● Задание
Подхватите, пожалуйста, выбранный фрагмент и продолжите этот текст сразу после его последнего предложения.

Искренняя признательность Министерству культуры и Фонду кино за возможность запустить проект. Особая благодарность друзьям, поддержавшим «Чапаева»: Константину Эрнсту, Сергею Сельянову, Александру Голутве, Сергею Серезлееву, Виктории Шамликашвили, Федору Бондарчуку, Николаю Бородачеву, Татьяне Горяевой, Наталье Калантаровой, Ларисе Солоницыной, Владимиру Малышеву, Карену Шахназарову, Эдуарду Пичугину, Алевтине Чинаровой, Елене Лапиной, Ольге Любимовой, Анне Михалковой, Ольге Поликарповой и фонду «Ступени».
Спасибо Игорю Гуровичу за идею логотипа, Артему Васильеву и Мите Борисову за дружескую поддержку, Евгению Марголиту, Олегу Ковалову, Анатолию Загулину, Наталье Чертовой, Петру Багрову, Георгию Бородину за неоценимые консультации и экспертизу.
Мне везло. Когда я была женой Николая Михайловича Форреггера, не говоря о том, что он был сам по себе чрезвычайно примечательный человек, но и окружение было хорошее, очень любопытное. Можно сказать для записи интересное — Николай Михайлович очень дружил с Владимиром Владимировичем Маяковским. Маяковский с большой заинтересованностью относился к новациями Форсггера в искусстве, к постановкам танцев, к постановке всевозможных пародий. И был частым гостем, как у нас в театре, так и у нас дома. Он очень любил приходить к обеду. И хвалил мое поварское искусство, причем Фореггер всегда шутил: «Знаешь, Володя, ты можешь не признавать мою жену как танцовщицу и актрису, но как кулинарку?!.. Если ты не признаешь, она тебе враг на всю жизнь».

● Извлечённые записи
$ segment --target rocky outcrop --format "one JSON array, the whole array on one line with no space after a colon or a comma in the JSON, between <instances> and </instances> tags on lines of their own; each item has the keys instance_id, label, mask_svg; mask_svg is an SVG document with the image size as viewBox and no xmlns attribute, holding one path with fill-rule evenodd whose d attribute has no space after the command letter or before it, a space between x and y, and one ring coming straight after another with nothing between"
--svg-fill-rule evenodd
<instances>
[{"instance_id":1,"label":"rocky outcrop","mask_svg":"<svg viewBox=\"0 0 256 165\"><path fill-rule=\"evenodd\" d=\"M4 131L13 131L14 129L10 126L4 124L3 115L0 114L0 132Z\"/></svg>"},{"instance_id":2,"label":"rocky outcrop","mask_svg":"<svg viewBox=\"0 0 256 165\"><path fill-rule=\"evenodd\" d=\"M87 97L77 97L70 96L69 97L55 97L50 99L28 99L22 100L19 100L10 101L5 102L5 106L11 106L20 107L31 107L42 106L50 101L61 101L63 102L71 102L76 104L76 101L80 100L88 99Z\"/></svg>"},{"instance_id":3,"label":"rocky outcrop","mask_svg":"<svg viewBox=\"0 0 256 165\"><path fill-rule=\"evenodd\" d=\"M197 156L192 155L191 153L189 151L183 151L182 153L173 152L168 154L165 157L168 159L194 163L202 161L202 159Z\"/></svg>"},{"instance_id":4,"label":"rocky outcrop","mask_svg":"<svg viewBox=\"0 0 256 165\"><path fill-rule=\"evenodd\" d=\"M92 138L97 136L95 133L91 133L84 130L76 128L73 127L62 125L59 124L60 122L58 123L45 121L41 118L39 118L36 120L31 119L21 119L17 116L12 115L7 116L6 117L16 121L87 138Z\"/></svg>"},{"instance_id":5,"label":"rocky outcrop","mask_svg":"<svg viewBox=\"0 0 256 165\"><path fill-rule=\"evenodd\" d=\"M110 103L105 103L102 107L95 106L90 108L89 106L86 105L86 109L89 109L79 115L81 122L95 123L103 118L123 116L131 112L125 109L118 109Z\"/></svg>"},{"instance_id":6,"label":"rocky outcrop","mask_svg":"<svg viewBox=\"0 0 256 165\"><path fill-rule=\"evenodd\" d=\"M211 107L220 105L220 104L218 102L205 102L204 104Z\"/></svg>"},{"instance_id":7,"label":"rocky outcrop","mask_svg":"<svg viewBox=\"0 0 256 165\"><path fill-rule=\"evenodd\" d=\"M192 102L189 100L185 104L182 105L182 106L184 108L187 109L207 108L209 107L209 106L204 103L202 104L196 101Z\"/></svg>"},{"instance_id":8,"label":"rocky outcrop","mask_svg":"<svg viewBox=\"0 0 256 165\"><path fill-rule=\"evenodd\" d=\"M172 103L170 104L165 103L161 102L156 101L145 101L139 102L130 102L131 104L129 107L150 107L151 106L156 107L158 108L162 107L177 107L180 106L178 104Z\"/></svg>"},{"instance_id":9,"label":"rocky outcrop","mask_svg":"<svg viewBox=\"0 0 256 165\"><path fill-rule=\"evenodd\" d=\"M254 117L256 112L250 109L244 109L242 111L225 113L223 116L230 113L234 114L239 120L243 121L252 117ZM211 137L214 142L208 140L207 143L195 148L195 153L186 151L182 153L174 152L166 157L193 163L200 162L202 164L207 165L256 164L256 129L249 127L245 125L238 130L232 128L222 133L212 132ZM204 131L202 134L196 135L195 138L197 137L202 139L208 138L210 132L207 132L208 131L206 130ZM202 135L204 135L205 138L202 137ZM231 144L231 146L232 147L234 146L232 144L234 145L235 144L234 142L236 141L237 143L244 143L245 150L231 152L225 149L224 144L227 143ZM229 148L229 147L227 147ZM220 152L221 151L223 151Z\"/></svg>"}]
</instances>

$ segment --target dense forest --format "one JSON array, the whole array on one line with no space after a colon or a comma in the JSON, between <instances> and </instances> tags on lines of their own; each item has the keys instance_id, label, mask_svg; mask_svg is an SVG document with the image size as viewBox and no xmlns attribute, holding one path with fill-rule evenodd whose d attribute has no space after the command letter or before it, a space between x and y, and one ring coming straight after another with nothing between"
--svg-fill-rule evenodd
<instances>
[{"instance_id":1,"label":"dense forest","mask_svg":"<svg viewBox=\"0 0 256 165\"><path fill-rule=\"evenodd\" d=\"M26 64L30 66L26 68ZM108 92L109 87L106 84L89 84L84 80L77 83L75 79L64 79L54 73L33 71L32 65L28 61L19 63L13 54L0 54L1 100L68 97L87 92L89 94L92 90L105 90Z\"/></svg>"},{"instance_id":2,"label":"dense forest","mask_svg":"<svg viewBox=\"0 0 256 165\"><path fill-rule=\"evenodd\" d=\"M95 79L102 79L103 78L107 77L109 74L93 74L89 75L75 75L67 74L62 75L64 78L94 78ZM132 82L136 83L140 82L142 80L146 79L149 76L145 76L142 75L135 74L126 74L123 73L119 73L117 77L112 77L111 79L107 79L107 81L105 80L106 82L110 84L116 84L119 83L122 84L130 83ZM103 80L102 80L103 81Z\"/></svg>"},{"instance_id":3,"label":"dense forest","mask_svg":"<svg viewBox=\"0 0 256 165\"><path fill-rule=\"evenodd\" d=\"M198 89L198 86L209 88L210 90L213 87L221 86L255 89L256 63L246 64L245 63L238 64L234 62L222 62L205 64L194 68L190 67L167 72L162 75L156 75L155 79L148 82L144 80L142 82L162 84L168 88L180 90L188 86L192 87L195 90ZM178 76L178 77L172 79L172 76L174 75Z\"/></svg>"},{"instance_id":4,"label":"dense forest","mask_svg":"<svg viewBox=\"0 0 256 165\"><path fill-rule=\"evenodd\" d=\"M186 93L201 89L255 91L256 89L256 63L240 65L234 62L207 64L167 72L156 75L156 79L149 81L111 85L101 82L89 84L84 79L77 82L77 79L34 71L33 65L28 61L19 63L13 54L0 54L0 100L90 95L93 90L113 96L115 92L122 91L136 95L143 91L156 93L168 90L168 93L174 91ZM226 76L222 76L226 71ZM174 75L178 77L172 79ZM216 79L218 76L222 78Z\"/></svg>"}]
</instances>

● Результат задания
Владимир Владимирович очень любил одно, как он называл, фирменное блюдо в нашем доме. Я покупала на рынке хорошую молодую телятину и делала из нее, так называемый, эскалоп. Это блюдо приготовлялось таким образом, что отдельно обжаривались кусочки совершенно постной телятины, потом делались поджаренные кусочки, в сливочном масле, булки, до золотистого цвета. На них клалась поджаренная телятина, сверху клался кусочек ветчины, тоже очищенный совершенно от жира и сверх всего это поливалось соусом из белых грибов. И в доме у нас называлось «Эскалоп а ля Маяковский». Он каждый раз приносил к обеду свое любимое, ставшее и моим любимым, вино, «Шато айкен». А закупил он его очень большую партию в магазине, по старому еще до сих пор называемому «Елисеевским». Он оставил что-то около ста бутылок за собой, уплатил за них и никому не разрешал продавать. Потом он всегда с этими бутылками приходил к нам, не больше, чем две.
У нас бывали капустники и на капустник, однажды, Маяковский тоже пришел с двумя бутылками. Но так как это было неудобно, помимо официантов ставить вино на стол, он их держал у себя во внутренних карманах пиджака.
В этот вечер у нас перегорела люстра. Люстру эту делал входящий тогда в славу молодой художник Сергей Юткевич. Он очень огорчился, потому что люстра была сделана на кальке и расписана им в супрематическом вкусе. И вдруг, погасла стосвечовая лампа, сразу стало в зале, где проходил наш дружеский ужин, темно. Маяковский сказал: «Давайте сюда высокую лестницу». Наши молодые актеры притащили из-за кулис высоченную, вот такую двойную лестницу. Но забыли накинуть крюки.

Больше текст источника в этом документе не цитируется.